▶ **EXTRACTED MATERIAL**
######

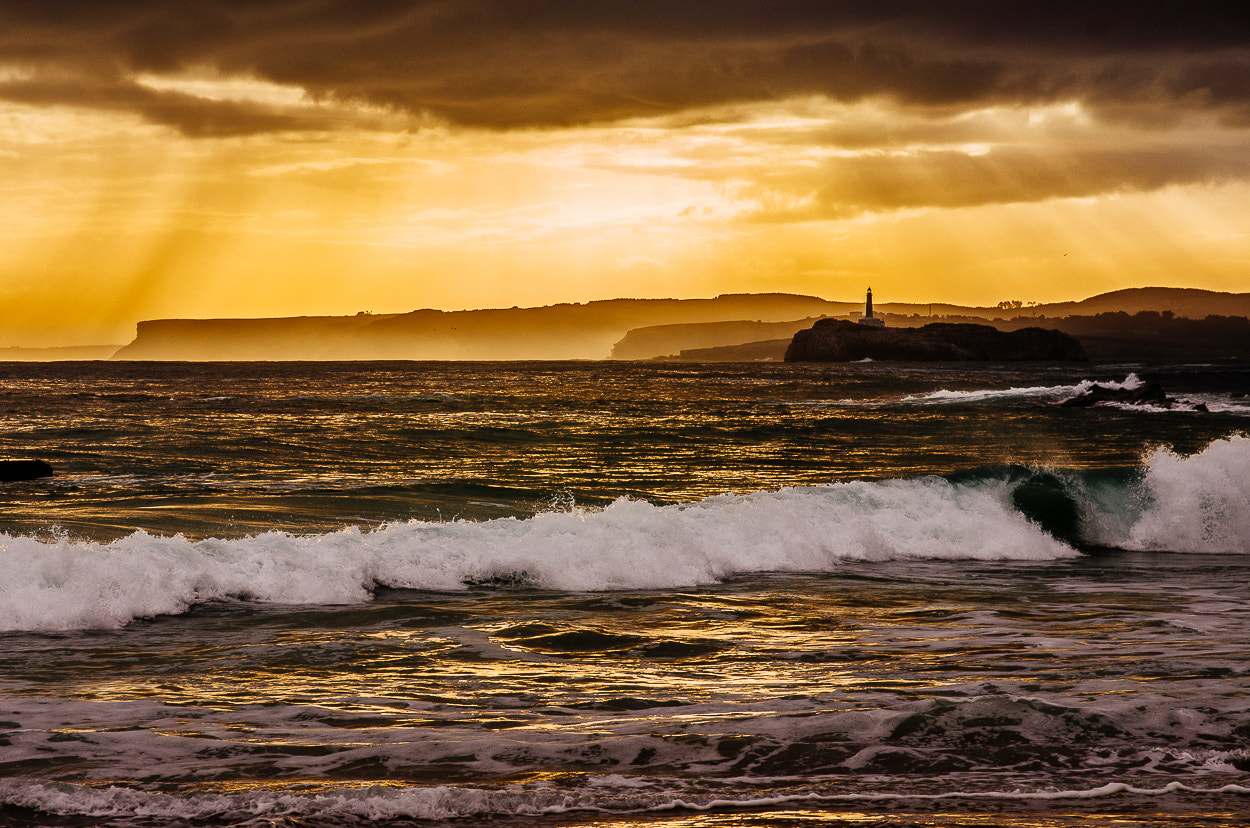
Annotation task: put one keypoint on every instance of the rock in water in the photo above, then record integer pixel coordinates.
(835, 340)
(11, 470)
(1144, 394)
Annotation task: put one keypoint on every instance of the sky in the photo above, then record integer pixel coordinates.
(273, 158)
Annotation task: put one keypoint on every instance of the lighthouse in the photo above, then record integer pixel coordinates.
(868, 318)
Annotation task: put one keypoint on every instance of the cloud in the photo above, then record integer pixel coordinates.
(505, 64)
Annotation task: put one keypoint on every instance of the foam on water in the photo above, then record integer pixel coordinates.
(1199, 503)
(630, 544)
(379, 803)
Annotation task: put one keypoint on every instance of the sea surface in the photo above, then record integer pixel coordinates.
(624, 594)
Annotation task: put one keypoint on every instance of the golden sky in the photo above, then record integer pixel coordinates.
(243, 158)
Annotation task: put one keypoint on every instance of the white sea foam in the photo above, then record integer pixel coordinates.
(630, 544)
(446, 802)
(1199, 503)
(1044, 392)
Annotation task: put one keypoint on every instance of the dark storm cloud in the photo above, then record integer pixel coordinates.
(533, 63)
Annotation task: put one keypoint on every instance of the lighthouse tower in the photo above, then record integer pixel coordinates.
(868, 318)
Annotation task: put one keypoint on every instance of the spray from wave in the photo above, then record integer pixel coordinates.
(1199, 503)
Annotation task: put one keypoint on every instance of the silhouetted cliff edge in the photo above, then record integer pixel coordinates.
(834, 340)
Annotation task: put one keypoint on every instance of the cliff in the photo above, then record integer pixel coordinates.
(554, 332)
(668, 340)
(833, 340)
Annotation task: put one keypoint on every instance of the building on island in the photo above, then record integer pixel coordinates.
(868, 318)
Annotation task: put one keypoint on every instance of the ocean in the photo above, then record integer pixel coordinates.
(543, 594)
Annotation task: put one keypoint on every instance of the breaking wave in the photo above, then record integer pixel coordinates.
(1195, 504)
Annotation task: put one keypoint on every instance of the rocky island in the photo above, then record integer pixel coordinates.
(835, 340)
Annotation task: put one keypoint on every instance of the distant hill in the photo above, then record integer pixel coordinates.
(554, 332)
(69, 353)
(621, 328)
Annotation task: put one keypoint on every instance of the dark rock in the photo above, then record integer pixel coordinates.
(1145, 394)
(13, 470)
(834, 340)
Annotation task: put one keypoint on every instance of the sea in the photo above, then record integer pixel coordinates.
(626, 594)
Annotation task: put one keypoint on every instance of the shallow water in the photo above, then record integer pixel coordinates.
(321, 594)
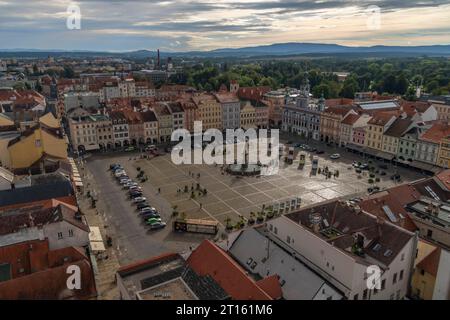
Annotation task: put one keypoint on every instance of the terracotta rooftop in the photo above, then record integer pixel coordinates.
(398, 127)
(436, 133)
(338, 102)
(382, 240)
(382, 118)
(29, 279)
(209, 259)
(431, 262)
(351, 119)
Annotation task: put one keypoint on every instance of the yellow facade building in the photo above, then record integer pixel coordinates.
(444, 153)
(248, 115)
(34, 146)
(209, 111)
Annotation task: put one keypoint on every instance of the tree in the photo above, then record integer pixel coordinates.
(349, 88)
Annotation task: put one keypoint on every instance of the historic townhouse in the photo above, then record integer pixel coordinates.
(347, 128)
(209, 111)
(379, 123)
(135, 126)
(177, 115)
(427, 147)
(189, 112)
(391, 138)
(303, 118)
(444, 152)
(330, 123)
(104, 131)
(276, 100)
(91, 132)
(165, 121)
(262, 115)
(231, 109)
(151, 131)
(144, 89)
(248, 115)
(359, 131)
(339, 242)
(120, 128)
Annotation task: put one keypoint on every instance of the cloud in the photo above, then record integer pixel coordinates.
(207, 24)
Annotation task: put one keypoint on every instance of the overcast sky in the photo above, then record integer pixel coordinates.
(181, 25)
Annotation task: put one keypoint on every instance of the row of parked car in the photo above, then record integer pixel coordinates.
(149, 215)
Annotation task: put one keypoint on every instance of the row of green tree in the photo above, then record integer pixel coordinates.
(399, 76)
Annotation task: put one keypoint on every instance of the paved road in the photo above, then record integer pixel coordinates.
(130, 236)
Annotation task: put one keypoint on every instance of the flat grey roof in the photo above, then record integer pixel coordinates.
(300, 282)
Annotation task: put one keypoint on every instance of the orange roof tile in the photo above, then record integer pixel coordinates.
(431, 262)
(436, 133)
(208, 259)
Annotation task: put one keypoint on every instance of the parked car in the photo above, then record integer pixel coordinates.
(364, 166)
(119, 173)
(148, 209)
(151, 148)
(124, 181)
(135, 195)
(142, 205)
(150, 215)
(335, 156)
(115, 166)
(158, 225)
(139, 199)
(151, 221)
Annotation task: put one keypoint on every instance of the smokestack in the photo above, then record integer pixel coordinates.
(159, 60)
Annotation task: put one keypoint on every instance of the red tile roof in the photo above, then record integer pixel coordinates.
(271, 285)
(436, 133)
(444, 178)
(38, 273)
(338, 102)
(351, 119)
(208, 259)
(431, 262)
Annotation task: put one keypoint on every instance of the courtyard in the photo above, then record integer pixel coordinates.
(229, 198)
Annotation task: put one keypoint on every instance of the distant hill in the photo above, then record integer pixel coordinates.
(279, 49)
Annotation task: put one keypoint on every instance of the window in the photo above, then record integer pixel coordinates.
(5, 272)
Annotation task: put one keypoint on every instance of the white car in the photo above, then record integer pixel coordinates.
(335, 156)
(120, 173)
(139, 199)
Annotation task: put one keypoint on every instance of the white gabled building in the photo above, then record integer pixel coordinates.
(340, 243)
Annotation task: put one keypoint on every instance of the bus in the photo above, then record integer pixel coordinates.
(302, 161)
(315, 165)
(196, 226)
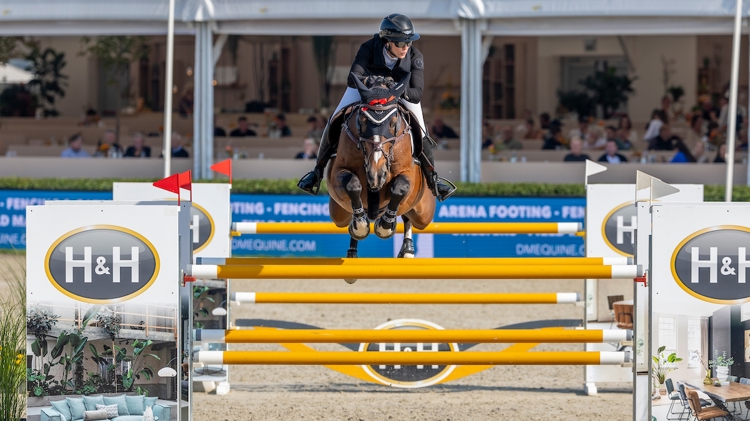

######

▶ **TASK DETAILS**
Pull out every line in the entries above that contains the word "tile" and copy each of those lines unchanged.

▶ **EXERCISE RESPONSE**
Annotation task: put one keypoint on every instance of the orange roof tile in the photo above, then record integer pixel coordinates.
Annotation task: put one keypoint on every instance of the red tile roof in the photo above, then record integer pixel coordinates.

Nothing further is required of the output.